• _Problem to solve_
Print the listing once more, exactly as written.

• _Records for this task_
·····

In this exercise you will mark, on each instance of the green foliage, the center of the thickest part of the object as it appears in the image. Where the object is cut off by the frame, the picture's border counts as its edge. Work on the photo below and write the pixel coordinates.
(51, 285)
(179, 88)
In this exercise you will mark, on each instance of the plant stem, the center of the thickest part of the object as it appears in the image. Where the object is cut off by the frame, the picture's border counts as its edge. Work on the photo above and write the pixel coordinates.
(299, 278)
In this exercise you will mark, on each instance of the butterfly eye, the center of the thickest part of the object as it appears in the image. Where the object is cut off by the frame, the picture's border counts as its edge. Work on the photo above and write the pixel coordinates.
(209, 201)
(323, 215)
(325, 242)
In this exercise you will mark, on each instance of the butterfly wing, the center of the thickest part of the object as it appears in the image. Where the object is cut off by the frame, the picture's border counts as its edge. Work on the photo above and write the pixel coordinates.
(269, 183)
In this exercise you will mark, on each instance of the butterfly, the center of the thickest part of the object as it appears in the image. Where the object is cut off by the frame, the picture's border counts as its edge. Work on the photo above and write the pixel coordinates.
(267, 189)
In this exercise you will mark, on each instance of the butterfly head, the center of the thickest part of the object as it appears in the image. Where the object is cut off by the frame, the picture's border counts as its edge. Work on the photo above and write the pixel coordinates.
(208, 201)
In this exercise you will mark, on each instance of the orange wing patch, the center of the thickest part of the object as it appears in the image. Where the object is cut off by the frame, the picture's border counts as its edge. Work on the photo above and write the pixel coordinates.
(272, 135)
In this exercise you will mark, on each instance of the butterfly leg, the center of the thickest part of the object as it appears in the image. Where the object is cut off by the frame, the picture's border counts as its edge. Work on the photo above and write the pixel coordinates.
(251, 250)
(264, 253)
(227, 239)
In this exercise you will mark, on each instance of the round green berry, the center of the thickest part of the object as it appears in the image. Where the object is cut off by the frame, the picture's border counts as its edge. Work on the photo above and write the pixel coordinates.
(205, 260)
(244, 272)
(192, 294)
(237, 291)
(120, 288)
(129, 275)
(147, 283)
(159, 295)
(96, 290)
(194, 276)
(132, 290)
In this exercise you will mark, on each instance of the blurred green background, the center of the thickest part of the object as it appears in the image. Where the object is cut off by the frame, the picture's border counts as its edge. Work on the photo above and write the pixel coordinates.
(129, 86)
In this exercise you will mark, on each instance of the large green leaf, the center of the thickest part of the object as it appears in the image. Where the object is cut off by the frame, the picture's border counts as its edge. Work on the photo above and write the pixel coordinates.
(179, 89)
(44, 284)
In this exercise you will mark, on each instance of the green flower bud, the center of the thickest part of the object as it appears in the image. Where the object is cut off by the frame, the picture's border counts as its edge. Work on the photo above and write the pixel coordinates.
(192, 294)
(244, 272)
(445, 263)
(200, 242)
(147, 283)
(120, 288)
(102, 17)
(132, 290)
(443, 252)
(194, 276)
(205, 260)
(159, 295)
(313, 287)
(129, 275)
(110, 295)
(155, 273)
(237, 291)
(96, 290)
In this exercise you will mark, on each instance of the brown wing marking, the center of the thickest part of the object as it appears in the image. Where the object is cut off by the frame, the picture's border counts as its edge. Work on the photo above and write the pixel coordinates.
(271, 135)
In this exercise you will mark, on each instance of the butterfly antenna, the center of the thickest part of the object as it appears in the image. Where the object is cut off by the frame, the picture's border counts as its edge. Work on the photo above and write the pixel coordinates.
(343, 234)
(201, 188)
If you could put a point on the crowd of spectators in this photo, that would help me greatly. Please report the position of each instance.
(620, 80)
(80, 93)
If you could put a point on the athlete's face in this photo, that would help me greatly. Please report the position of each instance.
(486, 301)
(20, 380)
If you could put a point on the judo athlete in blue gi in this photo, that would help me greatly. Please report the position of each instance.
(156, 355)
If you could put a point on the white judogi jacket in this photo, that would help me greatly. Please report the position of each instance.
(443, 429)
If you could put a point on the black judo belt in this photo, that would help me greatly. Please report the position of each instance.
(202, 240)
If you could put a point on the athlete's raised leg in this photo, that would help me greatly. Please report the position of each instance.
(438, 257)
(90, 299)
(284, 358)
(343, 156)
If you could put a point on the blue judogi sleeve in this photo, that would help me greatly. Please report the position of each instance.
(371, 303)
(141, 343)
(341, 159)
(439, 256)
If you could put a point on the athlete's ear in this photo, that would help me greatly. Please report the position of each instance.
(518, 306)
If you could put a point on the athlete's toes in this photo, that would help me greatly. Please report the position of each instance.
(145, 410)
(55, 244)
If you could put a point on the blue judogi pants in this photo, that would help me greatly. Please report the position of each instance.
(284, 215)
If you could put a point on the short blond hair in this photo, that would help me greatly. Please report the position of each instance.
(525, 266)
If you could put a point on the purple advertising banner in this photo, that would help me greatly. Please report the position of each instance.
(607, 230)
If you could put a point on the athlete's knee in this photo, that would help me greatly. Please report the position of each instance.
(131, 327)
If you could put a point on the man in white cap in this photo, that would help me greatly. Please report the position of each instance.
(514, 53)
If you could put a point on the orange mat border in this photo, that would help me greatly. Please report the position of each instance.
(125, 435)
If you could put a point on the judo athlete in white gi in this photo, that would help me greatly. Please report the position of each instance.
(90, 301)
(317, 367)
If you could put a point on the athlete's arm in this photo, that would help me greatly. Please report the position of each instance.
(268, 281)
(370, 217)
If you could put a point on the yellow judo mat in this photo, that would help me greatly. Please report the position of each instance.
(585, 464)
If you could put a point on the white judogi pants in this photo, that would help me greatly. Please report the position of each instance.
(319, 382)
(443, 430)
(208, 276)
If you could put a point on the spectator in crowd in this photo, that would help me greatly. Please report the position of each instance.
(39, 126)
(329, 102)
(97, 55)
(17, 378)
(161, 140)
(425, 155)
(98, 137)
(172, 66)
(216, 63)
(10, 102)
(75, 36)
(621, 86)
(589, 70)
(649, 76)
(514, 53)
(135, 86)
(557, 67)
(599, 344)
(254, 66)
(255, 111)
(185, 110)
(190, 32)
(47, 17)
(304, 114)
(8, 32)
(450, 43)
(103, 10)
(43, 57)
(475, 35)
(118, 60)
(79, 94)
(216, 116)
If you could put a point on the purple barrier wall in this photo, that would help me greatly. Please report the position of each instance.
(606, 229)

·····

• _Task solution_
In this exercise you will mark, on each instance of the green foliage, the center of the thickest part of the object as it appears in the image. Where the object is cut off by the frame, the picture's border counts as its edge. Work on the photo below and write the pixel coordinates.
(51, 285)
(179, 88)
In this exercise you will mark, on each instance of the plant stem, the center of the thickest part of the object as it appears in the image. Where the object is cut off by the frame, the picture's border counts as its edge. Work on the photo above and write the pixel coordinates.
(299, 278)
In this exercise you will mark, on each instance of the butterfly eye, the center of the thickest part of the object as it appears in the image. Where the object is cut off by the frame, the picture's border counts as its edge. Work on the photo above and write the pixel coordinates.
(209, 201)
(323, 215)
(325, 242)
In this exercise you will mark, on each instance of the butterfly wing, the center of the thickest part of the object as it appears in the image. Where the object is cut off by the frame, the picture's border counts as its edge. Work on the photo above and write the pixel coordinates.
(269, 183)
In this exercise you will mark, on each instance of the butterfly, the center of the thickest part of the object as it appears in the image. Where the object is cut off by the frame, the picture's border counts as its edge. Work on the photo above and write the pixel coordinates.
(267, 189)
In this exercise you will mark, on each instance of the butterfly head, the center of the thickest part of the object as it appears in the image. Where the object is cut off by the frame, the picture's border counts as its edge. Work on the photo above and write the pixel coordinates.
(208, 201)
In this exercise you will mark, on each instance of the orange wing patch, the center of the thickest part of the object as it appears in the image. Where the object is cut off by the frame, the picture's border counts as its edge. Work on the photo above and write the pixel coordinates.
(272, 135)
In this exercise you will mark, on each instance of the butterfly leg, the center of the thickest part of the object as it appears in the image. Where the object is cut off by the frame, the picture's border counts as its edge. Work on the photo above and write the pixel coordinates.
(251, 250)
(264, 253)
(227, 239)
In this exercise you will mark, on each instance of the round green berry, the center of the thickest part of the object as it appears in the image. Where the object is cut off by the frame, the picture's border counts as its edge. Work on the photo above and write the pixel coordinates.
(205, 260)
(244, 272)
(192, 294)
(237, 291)
(120, 288)
(129, 275)
(147, 283)
(159, 295)
(96, 290)
(194, 276)
(132, 290)
In this exercise you will mark, on each instance of the blurred green background, the center of the thickest part of the object as it appears in the image. Where the object is cut off by the frame, the picture's border counts as its edge. Work on the photo above and write the pixel coordinates.
(129, 86)
In this exercise you will mark, on each instance of the large green leaf, the center of the thickest part of the object as it appears in the image. Where the object is cut off by the frame, the picture's border counts as its edge. Work on the photo above and write the pixel coordinates.
(179, 89)
(44, 284)
In this exercise you will mark, on each instance of the green flower bud, the center of the thickest part of the object as it appears in the image. Where the object is cut off by the frame, the picture's border counts as its edge. Work on the photo above and write the pixel coordinates.
(192, 294)
(244, 272)
(445, 263)
(200, 242)
(147, 283)
(120, 288)
(102, 17)
(132, 290)
(443, 252)
(194, 276)
(205, 260)
(159, 295)
(313, 287)
(129, 275)
(110, 295)
(155, 273)
(237, 291)
(96, 290)
In this exercise you will mark, on each instance of the brown wing marking, the center of the thickest part of the object as it appears in the image. Where the object is cut off by the frame, the picture's border counts as its edge. Work on the photo above and write the pixel coordinates.
(271, 135)
In this exercise you will mark, on each instance of the butterfly antenna, the center of the thickest part of the object as it appears in the image. Where the object is cut off by the frame, the picture's border counts as its edge. Work on the photo above and write the pixel coordinates.
(343, 234)
(201, 188)
If you could put a point on the crowd of spectators in this photo, that would help me greatly. Please report the position of each instance.
(620, 80)
(80, 93)
If you could put a point on the athlete's face in this photo, that would help me greatly. Please report the position of each instance.
(486, 301)
(20, 380)
If you could put a point on the judo athlete in blue gi in this photo, that would help me greatly. Please report the position of each instance.
(156, 355)
If you could put a point on the white judogi jacket in this photo, that would help me greatly. Please report the position of each instance.
(443, 429)
If you could put a point on the black judo belt in this photo, that would help me greatly. Please report the position of each instance.
(202, 240)
If you could put a point on the athlete's raised leg in this photo, that would help me greatly. Please report the position of each instance.
(438, 257)
(90, 299)
(284, 358)
(343, 156)
If you could put a point on the blue judogi sleeve in this photo, that would help me greatly. Please report the position of each instance.
(371, 303)
(141, 343)
(341, 159)
(439, 256)
If you could put a point on the athlete's ear in this photo, that would help me greatly. Please report the position of each instance.
(518, 306)
If you could put a point on the athlete's toes in this photo, that would help me greatly. Please report the position of each instance.
(145, 410)
(55, 244)
If you could put a point on the blue judogi pants in this photo, that would help me greatly. Please report the position of each instance.
(284, 215)
If you could put a point on the short blond hair in this photo, that would help me greatly. Please report the position of each instance.
(525, 266)
If you could put a point on the purple advertising banner in this photo, that would help me greatly. Please report the position of each instance.
(607, 230)
If you could put a point on the athlete's knee in this photo, that would help me greatly. Please report the position of each instance.
(131, 327)
If you could put a point on the man in white cap in this photo, that would help me greatly. Please report the position of each instance.
(514, 53)
If you could put a point on the orange mat border in this photo, that would help me greatly. Please report the position of each instance.
(125, 435)
If you could put a point on the judo athlete in white gi in this photo, that would help me greatly. Please report the position of each instance.
(90, 301)
(317, 367)
If you could put a point on the athlete's arm in this photo, that would help me greatly. Please report the position of each instance.
(268, 281)
(370, 217)
If you could put a point on the yellow judo mat in this photo, that would help me greatly. Please report the position of each instance.
(585, 464)
If you could put a point on the white judogi pants in this photo, that would help me greatly. Please report the position of each instance.
(319, 382)
(443, 430)
(208, 276)
If you could put a point on the spectator in crowd in this photo, that would help me greatly. Please report the position of each instance.
(39, 126)
(329, 102)
(97, 55)
(17, 378)
(161, 140)
(425, 155)
(98, 137)
(172, 66)
(216, 63)
(10, 102)
(75, 36)
(621, 86)
(589, 70)
(649, 76)
(514, 53)
(135, 86)
(557, 67)
(599, 344)
(254, 66)
(255, 111)
(185, 110)
(190, 32)
(47, 17)
(304, 114)
(8, 32)
(450, 43)
(103, 10)
(43, 57)
(475, 35)
(118, 60)
(79, 94)
(216, 116)
If you could put a point on the purple barrier wall in this photo, that would help me greatly. Please report the position of each instance.
(606, 229)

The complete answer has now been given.